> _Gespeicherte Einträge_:

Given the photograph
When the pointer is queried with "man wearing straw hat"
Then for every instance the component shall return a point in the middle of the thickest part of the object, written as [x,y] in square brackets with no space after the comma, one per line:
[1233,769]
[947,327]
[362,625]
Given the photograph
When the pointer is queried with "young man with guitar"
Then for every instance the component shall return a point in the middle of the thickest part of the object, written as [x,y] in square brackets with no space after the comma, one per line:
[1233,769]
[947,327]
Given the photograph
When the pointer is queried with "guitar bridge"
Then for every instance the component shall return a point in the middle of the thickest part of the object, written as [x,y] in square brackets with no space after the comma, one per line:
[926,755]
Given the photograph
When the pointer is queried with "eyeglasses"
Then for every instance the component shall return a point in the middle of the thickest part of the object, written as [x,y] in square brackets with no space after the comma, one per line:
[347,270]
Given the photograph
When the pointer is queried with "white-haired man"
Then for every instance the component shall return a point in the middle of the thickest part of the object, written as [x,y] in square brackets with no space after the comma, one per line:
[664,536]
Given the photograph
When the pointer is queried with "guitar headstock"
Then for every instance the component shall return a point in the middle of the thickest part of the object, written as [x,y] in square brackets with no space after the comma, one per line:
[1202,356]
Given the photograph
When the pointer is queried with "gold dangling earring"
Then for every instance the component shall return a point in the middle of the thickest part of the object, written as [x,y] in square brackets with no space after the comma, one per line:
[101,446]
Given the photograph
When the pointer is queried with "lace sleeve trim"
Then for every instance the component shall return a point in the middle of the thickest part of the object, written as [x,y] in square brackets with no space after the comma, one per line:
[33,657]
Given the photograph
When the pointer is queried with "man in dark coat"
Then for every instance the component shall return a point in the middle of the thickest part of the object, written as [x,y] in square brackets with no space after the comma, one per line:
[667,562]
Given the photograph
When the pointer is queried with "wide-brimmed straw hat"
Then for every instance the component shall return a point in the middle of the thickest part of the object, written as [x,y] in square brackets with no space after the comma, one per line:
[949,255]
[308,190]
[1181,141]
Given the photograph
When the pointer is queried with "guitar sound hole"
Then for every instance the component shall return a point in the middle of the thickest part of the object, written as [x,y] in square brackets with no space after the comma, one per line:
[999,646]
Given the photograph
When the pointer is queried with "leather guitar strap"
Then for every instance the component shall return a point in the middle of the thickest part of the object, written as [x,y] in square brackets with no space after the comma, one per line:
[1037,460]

> _Arbeitsauftrag_:
Liste jede Zeile aus dem Material wörtlich auf, in der das Wort „guitar“ vorkommt. Groß- und Kleinschreibung zählt.

> _Lösung_:
When the pointer is queried with "young man with guitar"
When the pointer is queried with "guitar bridge"
When the pointer is queried with "guitar headstock"
When the pointer is queried with "guitar sound hole"
When the pointer is queried with "leather guitar strap"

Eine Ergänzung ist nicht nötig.